DEINE AUFGABE
Schreib sämtliche Datensätze unten Zeile für Zeile ab, vollständig und ohne jede Änderung.

VORLIEGENDE DATEN
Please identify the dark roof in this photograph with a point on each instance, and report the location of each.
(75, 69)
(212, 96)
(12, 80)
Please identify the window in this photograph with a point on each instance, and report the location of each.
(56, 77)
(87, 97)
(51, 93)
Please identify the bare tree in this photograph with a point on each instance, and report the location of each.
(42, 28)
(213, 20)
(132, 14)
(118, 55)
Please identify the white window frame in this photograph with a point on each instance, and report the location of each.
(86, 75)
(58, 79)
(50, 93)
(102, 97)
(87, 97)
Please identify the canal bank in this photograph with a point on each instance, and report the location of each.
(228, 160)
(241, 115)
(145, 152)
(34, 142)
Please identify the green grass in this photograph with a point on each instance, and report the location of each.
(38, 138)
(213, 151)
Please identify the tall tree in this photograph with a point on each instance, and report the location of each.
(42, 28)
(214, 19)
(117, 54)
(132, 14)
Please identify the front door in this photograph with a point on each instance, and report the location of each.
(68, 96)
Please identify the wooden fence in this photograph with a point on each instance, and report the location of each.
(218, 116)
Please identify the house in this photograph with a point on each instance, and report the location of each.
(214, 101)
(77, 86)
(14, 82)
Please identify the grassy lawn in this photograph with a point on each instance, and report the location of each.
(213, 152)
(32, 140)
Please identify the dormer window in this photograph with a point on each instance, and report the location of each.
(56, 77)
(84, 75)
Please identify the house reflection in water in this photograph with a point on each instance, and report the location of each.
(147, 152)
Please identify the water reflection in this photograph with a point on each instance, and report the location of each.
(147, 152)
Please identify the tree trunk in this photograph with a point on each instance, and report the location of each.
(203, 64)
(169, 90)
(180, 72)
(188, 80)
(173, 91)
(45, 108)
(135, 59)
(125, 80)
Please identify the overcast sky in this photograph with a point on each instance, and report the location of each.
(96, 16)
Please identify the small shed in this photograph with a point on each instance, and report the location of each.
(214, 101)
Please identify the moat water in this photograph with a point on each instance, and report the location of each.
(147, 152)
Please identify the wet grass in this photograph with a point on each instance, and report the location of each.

LÖSUNG
Please identify the dark roof in this photograph with a point on each instance, and report the location of each.
(75, 69)
(212, 96)
(12, 80)
Please identify the window in this photograph with a point on each instance, and report the location of each.
(56, 77)
(87, 97)
(51, 93)
Please identify the bare tree in this photograph with a point on each instance, and report the location of each.
(42, 28)
(213, 20)
(132, 14)
(118, 55)
Please identify the white window frame in this photograph with a point on each instance, and report the location of each.
(86, 75)
(58, 79)
(50, 93)
(102, 97)
(87, 97)
Please identify the canal bank in this photograph with a point on each instance, and report the location of each.
(228, 160)
(241, 115)
(145, 152)
(34, 142)
Please identify the green grass in this photograph with a point on each instance, and report the location of each.
(38, 138)
(213, 151)
Please identify the tall tree in this photograph with a point on each instance, and report the location of each.
(42, 28)
(214, 19)
(117, 54)
(132, 14)
Please identify the front door in this photograph with a point on each instance, and report the location of each.
(68, 96)
Please identify the wooden fence in this photograph with a point on each instance, and report the location of each.
(218, 116)
Please identify the house in this photograph with a point on each instance, and report the location of each.
(214, 101)
(77, 86)
(14, 82)
Please identify the grassy lawn in this photograph with a point on each instance, and report the location of each.
(213, 152)
(32, 140)
Please identify the dormer window in this photograph with a point on each instance, and report the location of each.
(56, 77)
(84, 75)
Please identify the house reflection in water in this photograph with a point on each instance, and report the location of each.
(147, 152)
Please identify the water reflection in this photograph with a point on each instance, and report the location of each.
(147, 152)
Please identify the tree trunk in this photograph with a point on each instance, and report the location of each.
(203, 64)
(169, 90)
(180, 72)
(188, 80)
(173, 91)
(45, 108)
(135, 59)
(125, 80)
Please identify the overcast sky in this photograph with a point on each instance, and report the location of each.
(96, 16)
Please identify the small shed in this photograph with a point on each instance, and report the location of each.
(214, 101)
Please identify the moat water in this photograph with a point on each instance, and report the location of each.
(147, 152)
Please identify the wet grass in this photograph with a point on each instance, and report the location of each.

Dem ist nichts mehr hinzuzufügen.